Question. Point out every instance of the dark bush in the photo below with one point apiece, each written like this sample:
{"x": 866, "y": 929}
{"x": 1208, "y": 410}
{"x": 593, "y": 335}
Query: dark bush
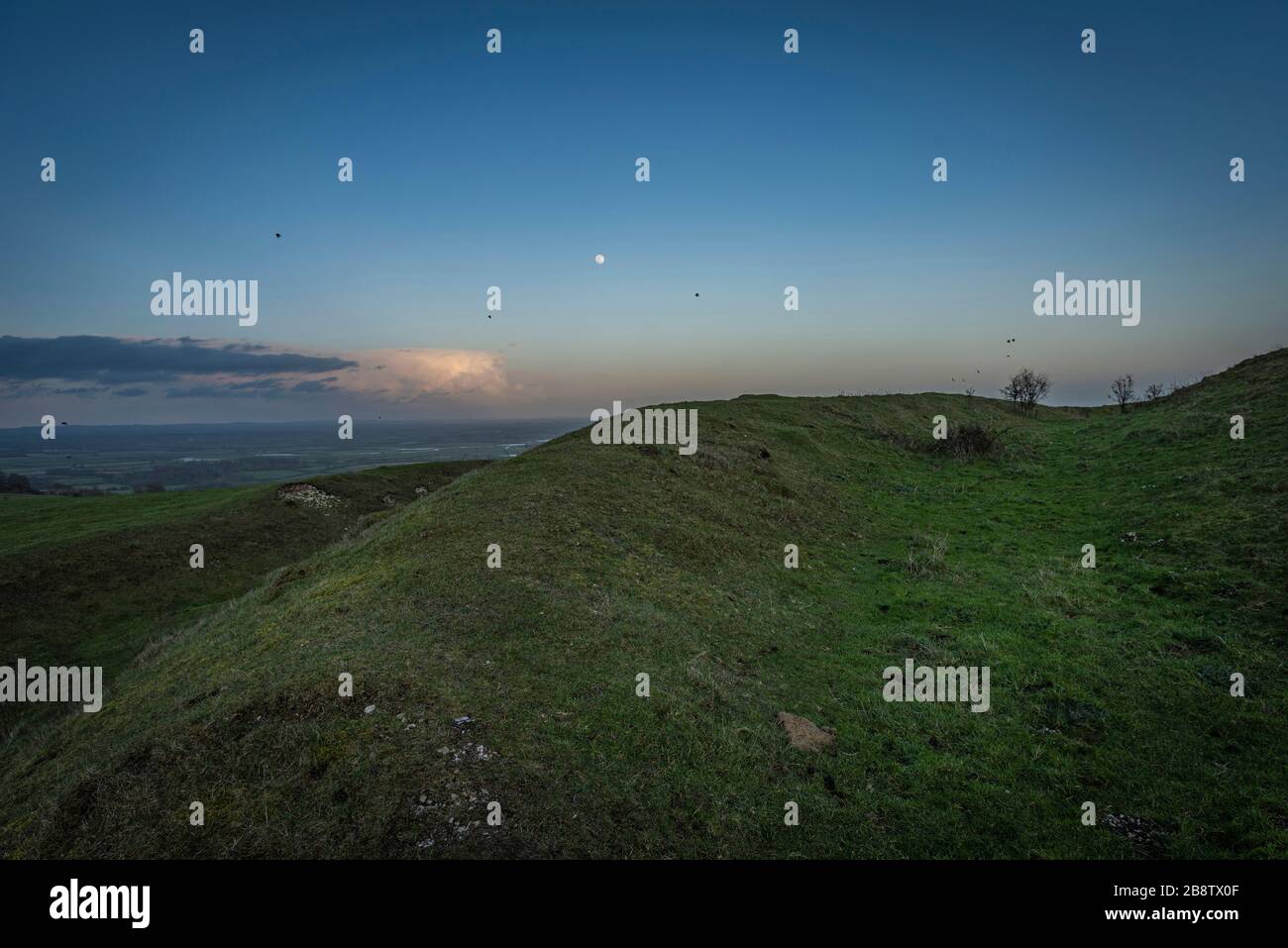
{"x": 970, "y": 440}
* * *
# Exercise prompt:
Write out the entire listing above word for word, omitting the picture.

# Task response:
Question. Point out every instance of the dark bush in the photo below with one point apiece, each written like this sample:
{"x": 866, "y": 929}
{"x": 1208, "y": 410}
{"x": 593, "y": 335}
Query: dark bush
{"x": 970, "y": 440}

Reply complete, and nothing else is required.